- Data for processing
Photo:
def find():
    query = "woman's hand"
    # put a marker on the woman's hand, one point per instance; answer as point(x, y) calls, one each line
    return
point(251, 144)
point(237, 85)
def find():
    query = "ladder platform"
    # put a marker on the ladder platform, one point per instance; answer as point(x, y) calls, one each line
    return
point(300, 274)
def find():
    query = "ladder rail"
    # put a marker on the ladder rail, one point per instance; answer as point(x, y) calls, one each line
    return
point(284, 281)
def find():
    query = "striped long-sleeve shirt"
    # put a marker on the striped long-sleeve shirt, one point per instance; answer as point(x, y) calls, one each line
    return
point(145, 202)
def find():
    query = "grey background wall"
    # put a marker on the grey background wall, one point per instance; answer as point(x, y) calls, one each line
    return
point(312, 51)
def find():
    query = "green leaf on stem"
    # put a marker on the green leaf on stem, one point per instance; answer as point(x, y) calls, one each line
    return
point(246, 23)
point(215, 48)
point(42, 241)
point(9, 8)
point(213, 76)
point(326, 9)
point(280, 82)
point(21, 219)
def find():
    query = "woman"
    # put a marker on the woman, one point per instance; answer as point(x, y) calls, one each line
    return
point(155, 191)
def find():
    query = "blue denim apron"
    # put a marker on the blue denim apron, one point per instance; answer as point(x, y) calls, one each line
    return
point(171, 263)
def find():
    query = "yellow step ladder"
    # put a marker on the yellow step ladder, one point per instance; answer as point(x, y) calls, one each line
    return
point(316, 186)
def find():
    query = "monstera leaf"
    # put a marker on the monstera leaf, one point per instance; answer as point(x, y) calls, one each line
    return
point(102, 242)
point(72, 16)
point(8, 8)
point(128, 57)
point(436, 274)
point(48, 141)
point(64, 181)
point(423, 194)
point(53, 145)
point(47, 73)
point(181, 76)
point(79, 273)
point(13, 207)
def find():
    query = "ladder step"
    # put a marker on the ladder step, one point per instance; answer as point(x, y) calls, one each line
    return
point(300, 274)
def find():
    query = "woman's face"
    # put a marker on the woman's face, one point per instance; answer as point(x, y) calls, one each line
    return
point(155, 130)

- Requirements
Rewrite every one of the rows above, replacing "put a marker on" with "place a point on" and leaving everything else the same.

- Full response
Photo:
def find():
    query = "woman's hand"
    # place a point on the woman's hand, one point per instance; answer as point(x, y) calls, one each line
    return
point(251, 144)
point(237, 85)
def find():
    query = "ladder platform"
    # place a point on the ladder platform, one point per instance; answer as point(x, y) calls, one each line
    return
point(300, 274)
def find():
    query = "ladder rail"
    # place a point on the ladder rail, one point per instance; answer as point(x, y) calls, one each line
    return
point(284, 281)
def find():
    query = "striped long-sleeve shirt"
    # place a point on the striped long-sleeve shirt, one point per instance; answer as point(x, y) calls, one each line
    return
point(145, 202)
def find():
    query = "grey background wall"
    # place a point on the grey background wall, one point per instance; answer as point(x, y) calls, one each line
    return
point(312, 51)
def find():
    query = "green leaf on stem"
    # place a point on the green leaf on stem, one point per instance; answer as point(x, y) calls, one each line
    return
point(246, 23)
point(215, 48)
point(42, 241)
point(9, 8)
point(213, 76)
point(326, 9)
point(280, 82)
point(21, 219)
def find():
    query = "woman"
    # place a point on the woman, one point per instance; answer as point(x, y) calls, one each line
    return
point(155, 191)
def find():
    query = "blue denim apron"
    # place a point on the blue denim apron, one point per instance; answer as point(x, y) calls, one each line
    return
point(171, 263)
def find():
    query = "yellow step ladder"
    # place a point on the yellow step ladder, one point per instance; answer as point(x, y) calls, one each line
    return
point(316, 186)
def find():
    query = "monstera leaf"
    # place a point on the monstera leaf, one point per instance; answer as point(x, y) calls, one each line
    return
point(102, 242)
point(72, 16)
point(8, 8)
point(128, 57)
point(436, 274)
point(48, 141)
point(64, 181)
point(423, 194)
point(53, 145)
point(47, 73)
point(181, 76)
point(79, 273)
point(13, 207)
def find():
    query = "ladder step"
    # place a point on the ladder step, one point per instance; answer as point(x, y) calls, one each line
    return
point(300, 274)
def find():
    query = "woman's face"
    # place a point on the woman's face, one point per instance; answer as point(x, y) calls, one each line
    return
point(155, 130)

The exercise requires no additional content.